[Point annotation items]
· · ·

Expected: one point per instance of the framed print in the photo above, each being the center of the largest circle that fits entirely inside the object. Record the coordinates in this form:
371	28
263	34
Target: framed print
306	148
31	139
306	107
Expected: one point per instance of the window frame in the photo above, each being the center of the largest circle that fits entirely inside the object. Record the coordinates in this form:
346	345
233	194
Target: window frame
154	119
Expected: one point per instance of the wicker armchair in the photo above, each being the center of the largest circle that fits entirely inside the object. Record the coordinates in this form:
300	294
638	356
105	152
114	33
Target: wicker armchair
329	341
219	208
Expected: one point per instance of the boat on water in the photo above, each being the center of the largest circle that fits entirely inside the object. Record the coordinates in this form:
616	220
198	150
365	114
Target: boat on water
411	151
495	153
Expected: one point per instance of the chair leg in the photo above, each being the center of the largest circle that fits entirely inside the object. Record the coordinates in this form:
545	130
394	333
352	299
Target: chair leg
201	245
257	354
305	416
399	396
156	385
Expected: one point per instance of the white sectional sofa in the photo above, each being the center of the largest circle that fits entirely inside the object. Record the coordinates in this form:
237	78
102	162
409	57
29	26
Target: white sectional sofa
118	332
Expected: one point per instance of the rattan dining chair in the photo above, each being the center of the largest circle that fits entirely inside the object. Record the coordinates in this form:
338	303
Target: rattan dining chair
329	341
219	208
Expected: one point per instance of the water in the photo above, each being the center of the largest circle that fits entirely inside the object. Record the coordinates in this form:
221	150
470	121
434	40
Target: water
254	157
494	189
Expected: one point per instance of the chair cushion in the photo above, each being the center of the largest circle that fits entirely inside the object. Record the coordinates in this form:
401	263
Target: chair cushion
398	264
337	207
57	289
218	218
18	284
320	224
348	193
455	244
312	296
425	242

· · ·

» Request
Write out the items again from the line with "Expected: one point per instance of the chair cushion" through the end of the items, both ends included. Multiply each answer coordinate by 2.35 and round to whole numbers, with halves rounded up, and leave every other line, including the sample coordinates, unchanged.

» The completed task
Expected: one point per instance of the chair cushion in the photo above, each being the center of the largest circle that fits entirely inside the object. Record the coordinates in this form:
401	263
Target: chair cushion
935	620
792	486
134	679
512	512
42	667
752	526
818	454
1069	573
733	696
999	569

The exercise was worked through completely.